Carl A. Goldenberg, 85, of Center City, who continued his family's legacy of making Goldenberg's Peanut Chews, died Monday, Oct. 14, of prostate cancer at his home.

Mr. Goldenberg was the first member of the third generation in his family to operate Goldenberg Candy Co. The business was started in 1890 by his grandfather David, a Romanian immigrant, as a small candy store on Frankford Avenue.

"That was Dad's calling - to go into the family business," said his son, David, the last Goldenberg to be president of Goldenberg Candy Co. "It was very important to him because his name was on the package."

Mr. Goldenberg learned the business from the ground up, starting in the production plant in 1950 after graduating from Pennsylvania State University with a bachelor's degree in economics, his son said. "That's how we all learned it."

After a four-year stint in the Air Force during the Korean War, Mr. Goldenberg returned to Philadelphia and began a 55-year career in the chocolate and confectionery business.

Peanut Chews have been produced in Philadelphia since 1917. The chew - a bar of peanuts coated in molasses and chocolate - was a regional confection until 2006, when it became available in all 50 states.

* _DATA EXCERPTS_:
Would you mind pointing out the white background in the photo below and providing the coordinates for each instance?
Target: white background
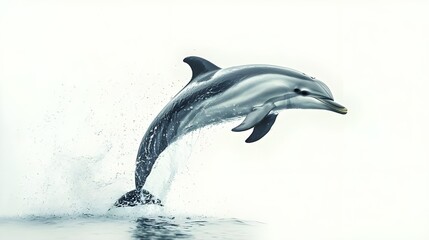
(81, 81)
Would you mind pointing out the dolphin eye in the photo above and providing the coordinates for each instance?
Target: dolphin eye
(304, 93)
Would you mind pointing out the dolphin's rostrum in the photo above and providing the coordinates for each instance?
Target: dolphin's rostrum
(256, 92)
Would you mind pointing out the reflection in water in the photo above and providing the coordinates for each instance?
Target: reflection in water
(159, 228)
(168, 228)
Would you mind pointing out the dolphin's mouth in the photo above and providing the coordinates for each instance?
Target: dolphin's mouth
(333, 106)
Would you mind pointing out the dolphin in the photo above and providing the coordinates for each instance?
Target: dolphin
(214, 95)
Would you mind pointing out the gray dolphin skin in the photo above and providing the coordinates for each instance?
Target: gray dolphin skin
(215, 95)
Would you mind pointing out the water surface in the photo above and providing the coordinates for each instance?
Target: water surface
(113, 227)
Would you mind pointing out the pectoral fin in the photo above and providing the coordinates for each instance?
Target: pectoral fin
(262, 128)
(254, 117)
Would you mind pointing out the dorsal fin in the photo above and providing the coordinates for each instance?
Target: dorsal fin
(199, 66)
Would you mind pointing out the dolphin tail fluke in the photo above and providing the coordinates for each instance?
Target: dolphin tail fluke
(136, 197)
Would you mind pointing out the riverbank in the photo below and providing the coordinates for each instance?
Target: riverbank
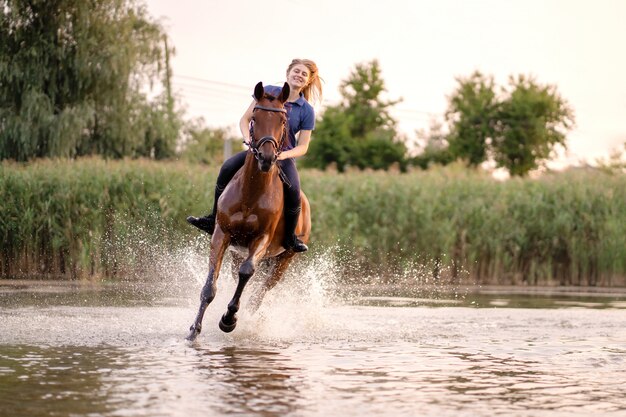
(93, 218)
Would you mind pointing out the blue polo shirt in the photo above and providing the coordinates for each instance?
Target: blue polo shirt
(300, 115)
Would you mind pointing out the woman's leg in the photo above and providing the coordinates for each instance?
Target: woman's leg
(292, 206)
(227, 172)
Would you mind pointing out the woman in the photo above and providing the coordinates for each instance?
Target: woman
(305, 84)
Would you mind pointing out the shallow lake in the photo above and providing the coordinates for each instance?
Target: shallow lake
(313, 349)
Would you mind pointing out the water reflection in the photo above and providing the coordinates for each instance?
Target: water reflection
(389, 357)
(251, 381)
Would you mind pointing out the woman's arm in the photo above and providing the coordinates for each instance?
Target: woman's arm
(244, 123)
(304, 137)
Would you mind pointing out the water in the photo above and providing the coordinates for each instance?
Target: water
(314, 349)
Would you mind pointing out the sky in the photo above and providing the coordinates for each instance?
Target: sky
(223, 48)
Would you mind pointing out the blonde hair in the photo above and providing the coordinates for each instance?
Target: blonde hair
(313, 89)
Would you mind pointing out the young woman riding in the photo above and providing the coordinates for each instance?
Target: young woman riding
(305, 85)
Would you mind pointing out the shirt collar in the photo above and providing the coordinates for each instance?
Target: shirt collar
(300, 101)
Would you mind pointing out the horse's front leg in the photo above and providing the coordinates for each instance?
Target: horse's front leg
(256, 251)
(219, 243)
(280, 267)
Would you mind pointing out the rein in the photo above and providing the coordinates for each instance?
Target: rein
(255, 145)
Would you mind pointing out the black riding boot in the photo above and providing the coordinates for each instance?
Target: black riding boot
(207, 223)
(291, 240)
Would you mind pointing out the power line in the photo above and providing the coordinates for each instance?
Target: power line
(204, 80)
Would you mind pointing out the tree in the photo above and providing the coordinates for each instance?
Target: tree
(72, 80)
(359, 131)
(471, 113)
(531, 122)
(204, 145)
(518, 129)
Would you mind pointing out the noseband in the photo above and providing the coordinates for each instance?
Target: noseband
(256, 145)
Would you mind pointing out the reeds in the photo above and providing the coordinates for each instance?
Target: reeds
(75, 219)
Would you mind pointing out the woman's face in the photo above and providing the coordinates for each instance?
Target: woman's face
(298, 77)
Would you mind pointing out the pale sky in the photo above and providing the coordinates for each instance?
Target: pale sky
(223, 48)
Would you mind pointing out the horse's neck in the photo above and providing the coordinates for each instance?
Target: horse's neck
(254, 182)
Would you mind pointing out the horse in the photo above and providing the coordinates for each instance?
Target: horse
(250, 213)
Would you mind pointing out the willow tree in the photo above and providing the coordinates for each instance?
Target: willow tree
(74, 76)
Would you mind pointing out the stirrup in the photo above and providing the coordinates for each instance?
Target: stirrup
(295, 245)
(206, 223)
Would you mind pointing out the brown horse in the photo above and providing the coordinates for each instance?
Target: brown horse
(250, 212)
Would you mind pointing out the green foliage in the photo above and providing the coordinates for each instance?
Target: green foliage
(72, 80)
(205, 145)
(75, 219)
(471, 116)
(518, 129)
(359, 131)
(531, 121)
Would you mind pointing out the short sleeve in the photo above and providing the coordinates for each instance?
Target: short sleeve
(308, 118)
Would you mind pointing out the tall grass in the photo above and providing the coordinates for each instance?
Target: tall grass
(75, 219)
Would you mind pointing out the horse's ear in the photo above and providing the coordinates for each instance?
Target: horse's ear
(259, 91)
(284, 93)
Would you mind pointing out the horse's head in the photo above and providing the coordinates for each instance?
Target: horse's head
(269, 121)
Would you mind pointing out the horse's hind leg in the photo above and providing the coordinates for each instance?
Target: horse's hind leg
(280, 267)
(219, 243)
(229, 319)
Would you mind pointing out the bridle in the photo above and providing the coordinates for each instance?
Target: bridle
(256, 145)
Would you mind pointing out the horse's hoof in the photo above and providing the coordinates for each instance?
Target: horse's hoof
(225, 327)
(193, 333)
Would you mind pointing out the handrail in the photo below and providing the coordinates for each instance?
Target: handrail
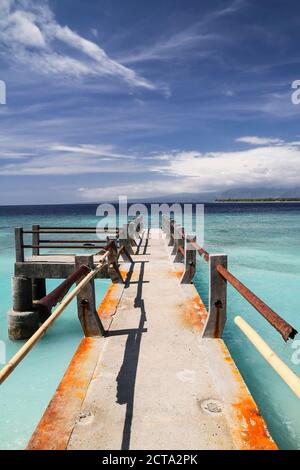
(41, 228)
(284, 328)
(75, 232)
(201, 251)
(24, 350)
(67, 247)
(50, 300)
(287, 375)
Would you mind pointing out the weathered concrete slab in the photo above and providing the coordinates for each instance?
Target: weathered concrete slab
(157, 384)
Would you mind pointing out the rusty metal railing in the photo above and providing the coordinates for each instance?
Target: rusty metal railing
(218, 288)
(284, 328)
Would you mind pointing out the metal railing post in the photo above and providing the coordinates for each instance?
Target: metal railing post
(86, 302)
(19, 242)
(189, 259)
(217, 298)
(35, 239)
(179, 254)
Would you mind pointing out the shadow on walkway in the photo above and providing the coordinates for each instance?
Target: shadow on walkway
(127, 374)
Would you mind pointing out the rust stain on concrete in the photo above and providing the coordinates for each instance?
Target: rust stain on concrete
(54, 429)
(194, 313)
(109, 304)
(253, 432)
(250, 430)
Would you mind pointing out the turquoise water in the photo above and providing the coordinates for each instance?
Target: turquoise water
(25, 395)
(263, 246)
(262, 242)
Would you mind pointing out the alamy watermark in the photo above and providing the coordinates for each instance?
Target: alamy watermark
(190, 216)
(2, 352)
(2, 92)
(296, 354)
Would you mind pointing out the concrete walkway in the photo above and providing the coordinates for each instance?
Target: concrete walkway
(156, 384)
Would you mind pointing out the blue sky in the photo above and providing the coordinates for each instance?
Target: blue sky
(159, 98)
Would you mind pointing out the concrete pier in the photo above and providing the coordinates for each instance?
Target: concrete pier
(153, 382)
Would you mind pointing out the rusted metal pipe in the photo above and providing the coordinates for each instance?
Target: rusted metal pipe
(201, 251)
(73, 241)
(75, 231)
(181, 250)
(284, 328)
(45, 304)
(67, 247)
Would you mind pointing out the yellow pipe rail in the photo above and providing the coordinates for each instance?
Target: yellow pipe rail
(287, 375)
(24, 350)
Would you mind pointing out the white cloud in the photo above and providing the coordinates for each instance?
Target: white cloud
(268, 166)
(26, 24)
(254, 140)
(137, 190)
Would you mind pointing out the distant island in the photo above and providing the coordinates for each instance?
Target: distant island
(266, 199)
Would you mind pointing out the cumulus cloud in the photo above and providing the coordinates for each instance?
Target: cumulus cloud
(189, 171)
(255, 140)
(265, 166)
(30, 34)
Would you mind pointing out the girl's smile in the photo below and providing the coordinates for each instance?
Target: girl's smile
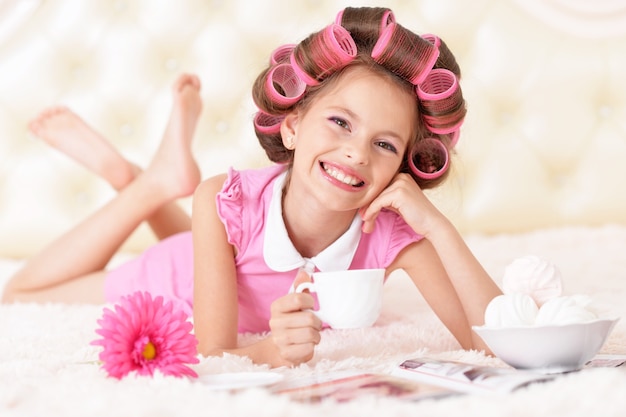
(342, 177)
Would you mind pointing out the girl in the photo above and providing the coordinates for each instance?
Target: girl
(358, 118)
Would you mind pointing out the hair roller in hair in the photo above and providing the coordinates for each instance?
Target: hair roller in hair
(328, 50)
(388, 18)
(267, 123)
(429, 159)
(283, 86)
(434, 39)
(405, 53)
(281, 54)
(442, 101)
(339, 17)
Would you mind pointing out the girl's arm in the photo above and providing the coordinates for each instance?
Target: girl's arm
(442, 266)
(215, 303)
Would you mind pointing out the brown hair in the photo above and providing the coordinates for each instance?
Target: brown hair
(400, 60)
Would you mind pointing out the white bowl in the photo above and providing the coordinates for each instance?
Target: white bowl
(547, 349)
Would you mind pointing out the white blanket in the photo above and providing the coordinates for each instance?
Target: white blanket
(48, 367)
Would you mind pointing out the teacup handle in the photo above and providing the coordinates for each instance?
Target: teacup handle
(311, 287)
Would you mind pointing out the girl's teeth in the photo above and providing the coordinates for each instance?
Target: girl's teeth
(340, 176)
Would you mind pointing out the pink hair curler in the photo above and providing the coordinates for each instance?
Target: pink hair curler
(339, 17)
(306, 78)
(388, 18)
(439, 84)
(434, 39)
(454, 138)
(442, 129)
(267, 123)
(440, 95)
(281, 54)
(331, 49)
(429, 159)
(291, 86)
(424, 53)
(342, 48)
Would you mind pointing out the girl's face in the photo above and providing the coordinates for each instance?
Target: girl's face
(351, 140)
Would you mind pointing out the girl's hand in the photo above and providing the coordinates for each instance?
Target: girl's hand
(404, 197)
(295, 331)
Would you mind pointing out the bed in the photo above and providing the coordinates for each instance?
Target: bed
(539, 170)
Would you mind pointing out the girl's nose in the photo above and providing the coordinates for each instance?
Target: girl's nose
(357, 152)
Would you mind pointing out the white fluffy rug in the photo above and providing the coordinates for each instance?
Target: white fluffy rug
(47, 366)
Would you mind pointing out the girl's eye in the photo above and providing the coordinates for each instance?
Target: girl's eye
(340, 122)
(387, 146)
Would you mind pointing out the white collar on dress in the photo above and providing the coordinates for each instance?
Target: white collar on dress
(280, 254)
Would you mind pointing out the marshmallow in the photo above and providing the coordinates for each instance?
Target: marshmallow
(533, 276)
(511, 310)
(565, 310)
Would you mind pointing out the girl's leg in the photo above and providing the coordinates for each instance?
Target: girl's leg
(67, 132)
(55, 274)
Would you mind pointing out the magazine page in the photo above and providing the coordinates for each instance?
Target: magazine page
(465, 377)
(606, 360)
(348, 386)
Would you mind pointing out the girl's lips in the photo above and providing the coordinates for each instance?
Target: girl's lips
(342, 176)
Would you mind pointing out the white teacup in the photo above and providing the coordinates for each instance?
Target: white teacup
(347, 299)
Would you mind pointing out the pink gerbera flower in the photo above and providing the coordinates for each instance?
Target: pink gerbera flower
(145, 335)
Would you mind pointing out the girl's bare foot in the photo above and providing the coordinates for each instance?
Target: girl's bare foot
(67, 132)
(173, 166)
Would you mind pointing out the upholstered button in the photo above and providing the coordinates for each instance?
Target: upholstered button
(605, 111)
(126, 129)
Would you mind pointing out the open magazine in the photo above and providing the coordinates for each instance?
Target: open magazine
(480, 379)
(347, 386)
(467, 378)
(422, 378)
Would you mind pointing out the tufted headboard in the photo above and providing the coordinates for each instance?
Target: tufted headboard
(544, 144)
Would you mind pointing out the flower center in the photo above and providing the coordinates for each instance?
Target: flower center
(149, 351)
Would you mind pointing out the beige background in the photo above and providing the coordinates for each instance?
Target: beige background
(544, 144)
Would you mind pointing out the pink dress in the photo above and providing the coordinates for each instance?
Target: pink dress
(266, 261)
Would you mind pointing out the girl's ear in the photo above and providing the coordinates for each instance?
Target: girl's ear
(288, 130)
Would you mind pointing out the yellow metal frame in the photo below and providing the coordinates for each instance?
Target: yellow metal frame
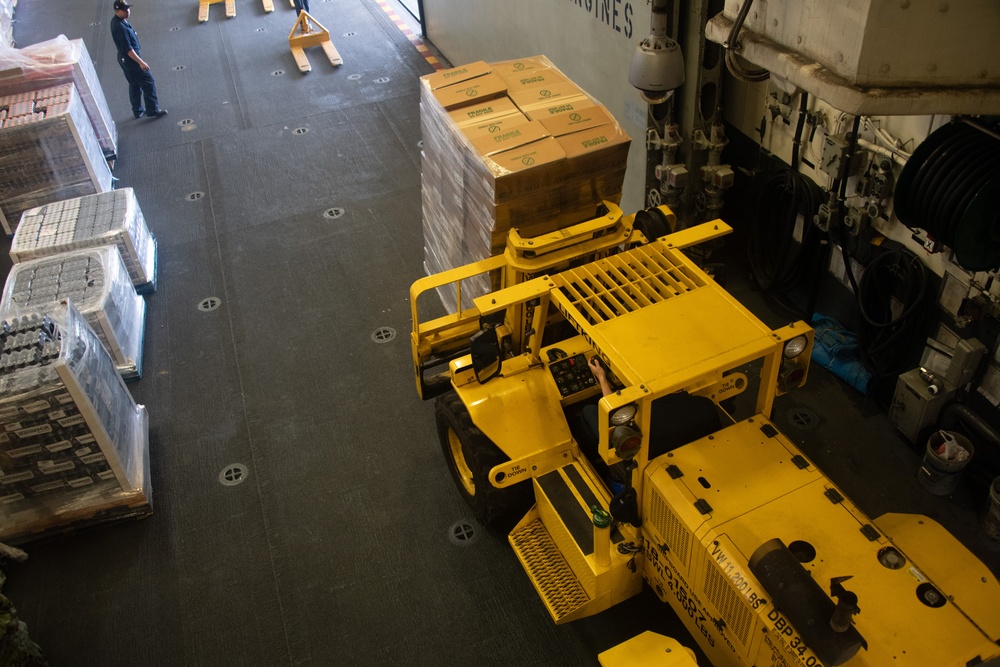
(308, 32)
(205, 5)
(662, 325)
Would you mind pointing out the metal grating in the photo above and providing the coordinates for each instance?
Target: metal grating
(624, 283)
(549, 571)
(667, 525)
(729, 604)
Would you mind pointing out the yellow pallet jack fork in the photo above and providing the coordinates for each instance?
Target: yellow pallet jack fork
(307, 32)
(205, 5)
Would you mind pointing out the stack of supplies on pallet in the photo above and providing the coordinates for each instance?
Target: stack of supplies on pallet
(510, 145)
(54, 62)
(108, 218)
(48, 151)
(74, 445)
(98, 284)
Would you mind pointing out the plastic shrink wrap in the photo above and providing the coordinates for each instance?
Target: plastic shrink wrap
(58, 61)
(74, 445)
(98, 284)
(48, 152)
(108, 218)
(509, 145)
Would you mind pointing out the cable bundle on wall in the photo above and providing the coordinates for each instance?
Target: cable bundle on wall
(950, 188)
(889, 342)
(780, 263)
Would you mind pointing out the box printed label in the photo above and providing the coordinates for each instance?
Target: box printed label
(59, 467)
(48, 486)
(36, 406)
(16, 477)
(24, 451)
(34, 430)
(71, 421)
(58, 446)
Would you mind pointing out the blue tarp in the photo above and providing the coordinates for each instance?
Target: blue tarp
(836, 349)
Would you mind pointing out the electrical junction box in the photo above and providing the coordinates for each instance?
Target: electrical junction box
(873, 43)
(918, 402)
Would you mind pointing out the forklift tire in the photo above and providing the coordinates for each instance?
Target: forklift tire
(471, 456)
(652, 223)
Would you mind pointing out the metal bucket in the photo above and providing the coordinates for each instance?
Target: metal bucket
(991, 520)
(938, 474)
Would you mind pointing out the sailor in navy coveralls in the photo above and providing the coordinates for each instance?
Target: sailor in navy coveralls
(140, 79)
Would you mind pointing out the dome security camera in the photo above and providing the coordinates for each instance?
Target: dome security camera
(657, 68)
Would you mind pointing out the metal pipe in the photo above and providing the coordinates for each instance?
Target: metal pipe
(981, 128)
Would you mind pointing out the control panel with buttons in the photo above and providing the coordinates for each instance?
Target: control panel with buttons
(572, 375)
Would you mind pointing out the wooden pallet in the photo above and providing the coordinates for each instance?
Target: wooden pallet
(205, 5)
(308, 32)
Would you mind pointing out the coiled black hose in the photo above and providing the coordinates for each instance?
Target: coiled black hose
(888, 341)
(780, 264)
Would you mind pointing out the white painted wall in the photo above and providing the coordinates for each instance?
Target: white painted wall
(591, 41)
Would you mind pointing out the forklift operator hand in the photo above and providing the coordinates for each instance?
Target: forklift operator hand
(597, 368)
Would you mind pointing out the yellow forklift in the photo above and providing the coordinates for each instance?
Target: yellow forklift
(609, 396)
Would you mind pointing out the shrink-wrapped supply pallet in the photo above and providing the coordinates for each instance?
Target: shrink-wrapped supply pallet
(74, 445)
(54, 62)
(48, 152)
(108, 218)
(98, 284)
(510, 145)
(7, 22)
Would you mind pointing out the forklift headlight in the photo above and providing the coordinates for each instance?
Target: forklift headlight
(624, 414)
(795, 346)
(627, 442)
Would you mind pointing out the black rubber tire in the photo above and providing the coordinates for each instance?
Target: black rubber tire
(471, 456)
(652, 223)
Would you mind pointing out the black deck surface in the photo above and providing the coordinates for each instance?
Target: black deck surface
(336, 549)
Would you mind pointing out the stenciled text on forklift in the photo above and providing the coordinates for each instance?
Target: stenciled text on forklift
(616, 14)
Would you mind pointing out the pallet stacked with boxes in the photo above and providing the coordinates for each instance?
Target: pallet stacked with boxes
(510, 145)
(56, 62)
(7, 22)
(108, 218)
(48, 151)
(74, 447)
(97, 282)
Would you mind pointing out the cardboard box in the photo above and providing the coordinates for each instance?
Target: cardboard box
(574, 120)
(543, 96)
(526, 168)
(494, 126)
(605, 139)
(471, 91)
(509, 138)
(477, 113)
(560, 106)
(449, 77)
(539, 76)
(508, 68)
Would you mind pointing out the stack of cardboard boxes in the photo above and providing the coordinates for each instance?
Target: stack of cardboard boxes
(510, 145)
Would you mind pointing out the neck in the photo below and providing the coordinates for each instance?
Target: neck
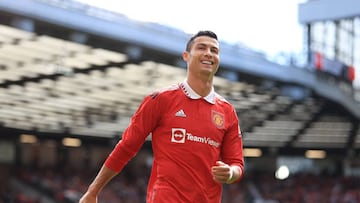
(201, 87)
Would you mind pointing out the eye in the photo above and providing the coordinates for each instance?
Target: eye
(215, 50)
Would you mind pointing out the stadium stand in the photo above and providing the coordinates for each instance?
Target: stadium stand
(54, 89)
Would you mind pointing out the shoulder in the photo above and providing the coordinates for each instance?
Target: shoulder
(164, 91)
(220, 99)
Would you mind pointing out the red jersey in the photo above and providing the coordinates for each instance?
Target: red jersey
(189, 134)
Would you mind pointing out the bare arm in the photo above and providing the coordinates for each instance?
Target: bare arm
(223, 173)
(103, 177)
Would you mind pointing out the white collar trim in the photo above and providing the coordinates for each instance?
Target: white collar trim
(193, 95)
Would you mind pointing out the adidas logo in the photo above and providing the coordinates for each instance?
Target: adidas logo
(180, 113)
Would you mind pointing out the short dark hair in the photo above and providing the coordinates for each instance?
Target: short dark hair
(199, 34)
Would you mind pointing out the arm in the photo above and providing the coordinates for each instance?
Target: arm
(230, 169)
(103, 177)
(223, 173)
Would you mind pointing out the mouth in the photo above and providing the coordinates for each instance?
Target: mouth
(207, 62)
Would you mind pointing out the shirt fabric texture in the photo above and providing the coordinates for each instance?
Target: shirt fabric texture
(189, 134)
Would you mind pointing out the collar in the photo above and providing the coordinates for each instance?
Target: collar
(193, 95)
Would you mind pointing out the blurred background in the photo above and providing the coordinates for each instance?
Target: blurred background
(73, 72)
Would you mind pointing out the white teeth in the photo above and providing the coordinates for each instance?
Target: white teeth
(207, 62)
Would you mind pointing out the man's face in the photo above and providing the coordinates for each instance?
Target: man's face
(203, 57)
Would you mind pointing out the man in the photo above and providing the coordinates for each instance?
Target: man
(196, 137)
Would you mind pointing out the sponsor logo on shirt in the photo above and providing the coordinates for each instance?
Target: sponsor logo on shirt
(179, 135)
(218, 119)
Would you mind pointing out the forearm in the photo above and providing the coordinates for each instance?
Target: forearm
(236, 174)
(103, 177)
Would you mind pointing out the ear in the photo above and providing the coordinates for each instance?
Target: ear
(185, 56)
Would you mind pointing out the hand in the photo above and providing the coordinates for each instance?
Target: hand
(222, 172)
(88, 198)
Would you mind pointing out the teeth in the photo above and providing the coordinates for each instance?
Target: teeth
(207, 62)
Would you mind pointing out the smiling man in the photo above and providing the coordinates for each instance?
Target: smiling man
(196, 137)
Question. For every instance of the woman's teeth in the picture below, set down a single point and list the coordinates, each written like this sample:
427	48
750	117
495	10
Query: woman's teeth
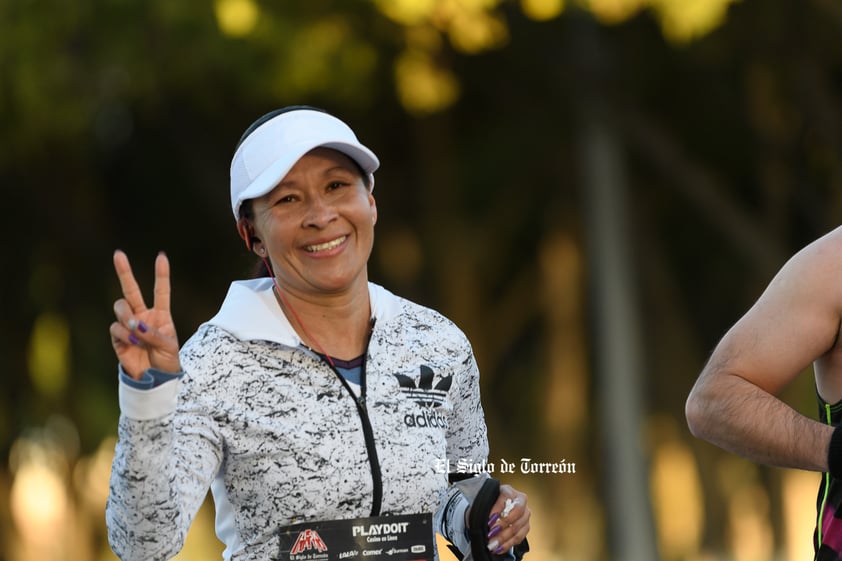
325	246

* _DESCRIPTION OF THE TASK_: Copy the Goldenberg obituary starting at "Mr. Goldenberg learned" and ending at "and confectionery business.", swapping "Air Force" for "Navy".

* _SOLUTION FOR THIS EXERCISE_:
Mr. Goldenberg learned the business from the ground up, starting in the production plant in 1950 after graduating from Pennsylvania State University with a bachelor's degree in economics, his son said. "That's how we all learned it."

After a four-year stint in the Navy during the Korean War, Mr. Goldenberg returned to Philadelphia and began a 55-year career in the chocolate and confectionery business.